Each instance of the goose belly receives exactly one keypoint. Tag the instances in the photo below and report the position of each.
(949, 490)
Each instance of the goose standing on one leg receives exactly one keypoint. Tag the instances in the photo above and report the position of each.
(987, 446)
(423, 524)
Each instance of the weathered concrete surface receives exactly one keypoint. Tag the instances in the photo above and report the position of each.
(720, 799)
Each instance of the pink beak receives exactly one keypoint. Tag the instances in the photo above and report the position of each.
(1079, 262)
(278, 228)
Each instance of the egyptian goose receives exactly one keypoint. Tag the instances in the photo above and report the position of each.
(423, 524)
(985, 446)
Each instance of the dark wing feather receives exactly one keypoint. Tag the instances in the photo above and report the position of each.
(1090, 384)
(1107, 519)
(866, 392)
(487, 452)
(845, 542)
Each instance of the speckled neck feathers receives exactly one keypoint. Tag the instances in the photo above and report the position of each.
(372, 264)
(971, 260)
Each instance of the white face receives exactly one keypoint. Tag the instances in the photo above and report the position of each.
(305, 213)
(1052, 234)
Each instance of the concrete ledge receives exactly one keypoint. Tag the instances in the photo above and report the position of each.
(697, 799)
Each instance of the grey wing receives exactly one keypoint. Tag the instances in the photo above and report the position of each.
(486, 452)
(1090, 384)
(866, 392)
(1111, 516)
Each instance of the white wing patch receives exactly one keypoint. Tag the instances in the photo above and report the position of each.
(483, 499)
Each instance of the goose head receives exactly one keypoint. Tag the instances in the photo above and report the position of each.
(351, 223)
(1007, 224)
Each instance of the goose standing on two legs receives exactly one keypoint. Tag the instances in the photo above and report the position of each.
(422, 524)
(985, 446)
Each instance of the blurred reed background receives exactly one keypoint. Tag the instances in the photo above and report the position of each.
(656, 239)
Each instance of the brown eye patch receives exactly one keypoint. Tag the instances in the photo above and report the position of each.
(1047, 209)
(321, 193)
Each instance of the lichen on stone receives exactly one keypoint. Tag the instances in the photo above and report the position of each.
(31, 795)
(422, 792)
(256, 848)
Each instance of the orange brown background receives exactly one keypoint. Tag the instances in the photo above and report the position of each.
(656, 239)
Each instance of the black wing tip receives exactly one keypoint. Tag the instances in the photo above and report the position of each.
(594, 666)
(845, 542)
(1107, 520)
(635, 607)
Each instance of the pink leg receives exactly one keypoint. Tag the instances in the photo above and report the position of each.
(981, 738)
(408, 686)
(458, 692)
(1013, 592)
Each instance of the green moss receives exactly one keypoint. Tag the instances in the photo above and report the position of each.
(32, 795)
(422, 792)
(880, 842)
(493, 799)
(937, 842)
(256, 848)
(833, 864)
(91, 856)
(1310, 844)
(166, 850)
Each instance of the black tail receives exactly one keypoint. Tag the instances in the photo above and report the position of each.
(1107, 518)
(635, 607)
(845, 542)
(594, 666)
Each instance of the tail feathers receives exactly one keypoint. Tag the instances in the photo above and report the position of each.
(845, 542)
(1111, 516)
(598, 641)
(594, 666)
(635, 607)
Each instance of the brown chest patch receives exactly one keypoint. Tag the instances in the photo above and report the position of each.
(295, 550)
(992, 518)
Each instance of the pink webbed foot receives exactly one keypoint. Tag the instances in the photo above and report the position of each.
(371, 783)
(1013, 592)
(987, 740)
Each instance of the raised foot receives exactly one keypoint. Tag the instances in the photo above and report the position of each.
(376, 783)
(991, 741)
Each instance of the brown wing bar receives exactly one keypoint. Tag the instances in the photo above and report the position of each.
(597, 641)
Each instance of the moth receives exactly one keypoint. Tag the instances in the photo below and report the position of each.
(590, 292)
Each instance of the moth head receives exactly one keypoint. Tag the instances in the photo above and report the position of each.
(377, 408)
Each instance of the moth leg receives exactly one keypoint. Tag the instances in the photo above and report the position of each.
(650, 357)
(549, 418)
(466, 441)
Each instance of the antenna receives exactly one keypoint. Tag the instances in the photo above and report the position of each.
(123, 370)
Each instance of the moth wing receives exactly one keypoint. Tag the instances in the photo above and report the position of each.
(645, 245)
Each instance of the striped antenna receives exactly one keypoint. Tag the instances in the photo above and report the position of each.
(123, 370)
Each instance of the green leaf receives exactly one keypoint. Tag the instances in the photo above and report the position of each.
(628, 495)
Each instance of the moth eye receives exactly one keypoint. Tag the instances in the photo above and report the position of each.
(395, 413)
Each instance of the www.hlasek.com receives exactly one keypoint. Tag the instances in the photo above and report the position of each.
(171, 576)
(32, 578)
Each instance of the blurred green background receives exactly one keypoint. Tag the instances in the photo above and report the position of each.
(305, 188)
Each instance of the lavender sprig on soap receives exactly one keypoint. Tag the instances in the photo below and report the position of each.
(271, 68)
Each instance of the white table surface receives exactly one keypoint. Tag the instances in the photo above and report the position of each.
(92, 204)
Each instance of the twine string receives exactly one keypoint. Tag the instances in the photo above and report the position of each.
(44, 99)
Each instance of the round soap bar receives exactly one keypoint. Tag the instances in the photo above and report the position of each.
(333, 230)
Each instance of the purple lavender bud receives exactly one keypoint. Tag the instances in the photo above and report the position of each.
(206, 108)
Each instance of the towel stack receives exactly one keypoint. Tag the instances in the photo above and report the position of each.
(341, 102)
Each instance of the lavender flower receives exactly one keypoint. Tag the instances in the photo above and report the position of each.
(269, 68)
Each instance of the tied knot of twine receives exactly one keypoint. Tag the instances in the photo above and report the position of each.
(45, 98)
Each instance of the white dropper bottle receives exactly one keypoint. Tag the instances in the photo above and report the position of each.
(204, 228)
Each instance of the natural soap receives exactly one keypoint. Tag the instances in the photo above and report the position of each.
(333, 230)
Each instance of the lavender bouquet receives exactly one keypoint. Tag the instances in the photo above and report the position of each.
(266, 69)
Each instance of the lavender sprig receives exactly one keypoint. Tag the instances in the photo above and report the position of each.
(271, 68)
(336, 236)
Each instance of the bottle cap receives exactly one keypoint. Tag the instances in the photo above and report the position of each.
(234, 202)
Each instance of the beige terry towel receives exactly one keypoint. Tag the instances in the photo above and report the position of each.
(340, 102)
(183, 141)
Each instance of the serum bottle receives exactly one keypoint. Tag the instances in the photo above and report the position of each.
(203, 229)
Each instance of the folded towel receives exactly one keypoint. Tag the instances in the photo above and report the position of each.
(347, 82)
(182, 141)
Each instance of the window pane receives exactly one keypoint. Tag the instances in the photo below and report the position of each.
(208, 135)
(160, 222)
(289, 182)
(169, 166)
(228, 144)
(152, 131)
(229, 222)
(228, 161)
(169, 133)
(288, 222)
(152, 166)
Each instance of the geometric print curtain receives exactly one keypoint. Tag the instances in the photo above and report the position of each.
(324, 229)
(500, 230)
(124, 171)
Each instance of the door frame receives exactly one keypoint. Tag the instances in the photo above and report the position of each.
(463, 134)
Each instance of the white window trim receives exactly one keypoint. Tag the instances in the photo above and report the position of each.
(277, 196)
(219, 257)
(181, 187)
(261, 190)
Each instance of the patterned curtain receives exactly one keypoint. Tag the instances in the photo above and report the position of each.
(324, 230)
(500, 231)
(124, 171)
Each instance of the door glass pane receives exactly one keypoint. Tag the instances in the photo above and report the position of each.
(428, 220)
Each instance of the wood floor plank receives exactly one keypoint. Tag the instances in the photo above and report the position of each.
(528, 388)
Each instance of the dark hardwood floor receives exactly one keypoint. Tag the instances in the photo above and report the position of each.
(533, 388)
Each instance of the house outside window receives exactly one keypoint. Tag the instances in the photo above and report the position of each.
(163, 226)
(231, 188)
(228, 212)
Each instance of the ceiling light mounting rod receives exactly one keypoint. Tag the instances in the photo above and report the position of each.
§ §
An exact copy of every record is required here.

Each instance of the goose belly receives exactly one keypoint. Tag the instances in the photo below and report the position of each.
(949, 490)
Each instance of the goose standing on one leg receives exactly one keypoint. Tag the instances in the photo above and report the position of each.
(987, 446)
(423, 524)
Each instance of the weathered concrete surface receives exactly one keypoint. Tag the instances in the photo above and report the position of each.
(720, 799)
Each instance of the pink beak receives exactly one keypoint. Tag the instances in the photo above and report the position of each.
(1079, 262)
(278, 228)
Each instance of the egyptian goose receives exactly one keypoint. Tag the instances in the photo above and report the position of each.
(423, 524)
(985, 446)
Each instance of the dark wing feather receives exactly one keypoint. Tag the instances in the photo above and report the position of each.
(1090, 384)
(1107, 519)
(866, 392)
(487, 452)
(845, 542)
Each instance of the speckled neck feathers receives exactly one keypoint. Tag the instances in the photo above and report the position of each.
(372, 264)
(971, 260)
Each instance of the white face receives exactly one keypoint. Tag the instances in the photo above and report the position of each.
(305, 213)
(1052, 234)
Each instance of the concrete ledge receives exactly one keypoint. Tag the instances in the photo above and report the position of each.
(697, 799)
Each instance of the grey wing receives exactly one keypoint. Tag the instances in the photo above and report the position of each.
(486, 452)
(1090, 384)
(866, 392)
(1111, 516)
Each instance of the white wing patch receives exactly one keypoint. Tag the instances in the photo above and report the position of each.
(483, 499)
Each instance of the goose head receives exactly one keypoint. Tag the instances in the photo above and report the position of each.
(351, 223)
(1007, 224)
Each instance of the goose standing on two legs receives exactly one keypoint. Tag the instances in the photo above and report the position of each.
(422, 524)
(985, 446)
Each instance of the blurred reed background receives exactly one keypoint. Tag the instances in the photo above and report the position of each.
(656, 239)
Each instance of the brown eye patch receives exactly one keypoint. Tag the instances in the photo above and report the position of each.
(1047, 209)
(321, 193)
Each instance of the lichen on stone receives exactly one keypoint. Tag the instances in the photo above and report the position of each.
(31, 795)
(422, 792)
(256, 848)
Each instance of the orange brown background receives exactly one keypoint. Tag the instances in the photo above and report the position of each.
(656, 239)
Each instance of the black wing tip receives exactly one keypoint. Tag the instances in the photo above and report the position of each.
(594, 666)
(845, 542)
(1107, 520)
(635, 607)
Each instance of the pink leg receives exactly one keypoint. Tag the instances in the photo above and report the position of each.
(981, 738)
(408, 686)
(458, 692)
(1013, 592)
Each instance of the green moss receives exactly one keypoint. Tag the instances in the photo above and report the position of each.
(32, 795)
(422, 792)
(880, 842)
(493, 799)
(937, 842)
(256, 848)
(833, 864)
(91, 856)
(1310, 844)
(166, 850)
Each instance of the black tail receives exactly one keypoint. Tag the instances in the photo above and report the position of each.
(1107, 518)
(635, 607)
(845, 542)
(594, 666)
Each instance of the tail feathers receives exactly one keypoint. Tag the instances in the photo above and report the position of each.
(845, 542)
(1111, 516)
(598, 641)
(594, 666)
(635, 607)
Each instance of the brown chest patch receives exactly one keypoint. Tag the instances in the photo above and report the position of each.
(295, 550)
(992, 518)
Each instance of the pink webbed foot receives exactly one keypoint. Tag the instances in the photo above and report the position of each.
(371, 783)
(1013, 592)
(987, 740)
Each instance of the raised foot receives exactly one keypoint. Tag the instances in the photo above and report the position of each.
(376, 783)
(991, 741)
Each instance of the brown wing bar receives exactly one keypoint. Tag the instances in the photo above and report the position of each.
(597, 641)
Each instance of the moth receives exactly one keypoint. Tag the instances in the photo below and report the position of each.
(590, 292)
Each instance of the moth head receives exactly one keypoint. Tag the instances in the photo above and report the position of each.
(377, 408)
Each instance of the moth leg receives exactly one keypoint. Tag the instances in the photo above and report the position of each.
(650, 357)
(549, 418)
(466, 441)
Each instance of the antenna receives exactly one keypoint. Tag the instances in the photo above and report the position of each.
(123, 370)
Each instance of the moth wing receives exactly one keypoint. Tag the instances in the photo above and report the position of each.
(645, 245)
Each instance of the striped antenna receives exactly one keypoint. Tag the instances in the photo above and report the position of each.
(123, 370)
Each instance of the green leaf receives exactly one keypoint. Tag the instances in the photo above and report the position of each.
(628, 495)
Each instance of the moth eye receives exactly one keypoint. Tag the instances in the photo above and report the position of each.
(395, 413)
Each instance of the www.hlasek.com receives exactly one keypoint. Tag the instances in the photo above and report the position of each.
(171, 576)
(32, 578)
Each instance of the blurred green background receives exactly one keypoint. Tag the instances in the photo above and report the position of each.
(305, 188)
Each instance of the lavender sprig on soap receives exactly one keypoint. Tag the instances in the photo below and report the position of each.
(271, 68)
Each instance of the white table surface receives exactly one keypoint. Tag the instances in the photo above and report the position of each.
(92, 204)
Each instance of the twine string receives exactly one keypoint. Tag the instances in the photo above and report the position of each.
(44, 99)
Each instance of the round soap bar receives exactly one keypoint. Tag the instances in the photo above and report the position of each.
(333, 230)
Each instance of the purple lavender bud receives exactly one keypoint. Tag the instances in the photo above and report the position of each.
(206, 108)
Each instance of the towel stack receives exactly one keypoint. Tag the instances in the photo above and report the position of each.
(341, 102)
Each instance of the lavender flower receives exactly one keypoint. Tag the instances in the photo above and report the position of each.
(269, 68)
Each instance of the tied knot of twine receives exactly one keypoint. Tag the instances in the photo above and report the position of each.
(45, 98)
Each instance of the white dropper bottle receives exactly one keypoint. Tag the instances in the photo above and report the position of each.
(204, 228)
Each instance of the natural soap receives exactly one keypoint. Tag the instances in the photo above and report the position of each.
(333, 230)
Each instance of the lavender bouquet receives exactly one keypoint. Tag the instances in the photo above and report the position of each.
(266, 69)
Each instance of the lavender sprig receives exactly one keypoint. Tag the instances in the photo above and report the position of each.
(271, 68)
(336, 236)
Each instance of the bottle cap receives exactly one keypoint. Tag the instances in the photo above and report the position of each.
(234, 202)
Each instance of the beige terry towel receives exactly one keypoint. Tag the instances in the photo above and report the position of each.
(340, 102)
(183, 141)
Each instance of the serum bottle receives exactly one keypoint. Tag the instances in the photo above and report the position of each.
(203, 229)
Each instance of the folded towel receives exactly one keypoint. Tag the instances in the photo above and report the position of each.
(347, 82)
(182, 141)
Each instance of the window pane receives exactly one keypoint. Tag the instances in the photo below and report the position of each.
(208, 135)
(160, 222)
(289, 182)
(169, 166)
(228, 144)
(152, 131)
(229, 222)
(228, 161)
(169, 133)
(288, 222)
(152, 166)
Each instance of the geometric print curtain receives exactly one keypoint. Tag the instances in the photo above and report the position of each.
(324, 229)
(500, 230)
(124, 171)
Each instance of the door frame receives exactly one keypoint. Tag the instances in the photo above and report the position of each.
(463, 134)
Each instance of the white window trim receives exactly one keypoint. Tag the instances in the photo above and report the position of each.
(277, 196)
(219, 257)
(181, 187)
(261, 190)
Each instance of the patterned curtain receives exactly one keypoint. Tag the instances in the photo above and report the position of each.
(324, 230)
(500, 231)
(124, 171)
Each instance of the door glass pane receives exactly one keypoint. Tag the instances in the photo above and report the position of each.
(428, 220)
Each instance of the wood floor plank receives exactly one keypoint. Tag the instances in the photo above and report the position of each.
(528, 388)
Each instance of the dark hardwood floor receives exactly one keypoint. Tag the instances in the photo above and report the position of each.
(533, 388)
Each instance of the house outside window receives exactly one keypoint. Tag the instances in the photo above and report the position of each.
(163, 226)
(231, 188)
(228, 212)
Each instance of the ceiling light mounting rod receives exactly one keypoint. Tag the instances in the photo above and report the position of each.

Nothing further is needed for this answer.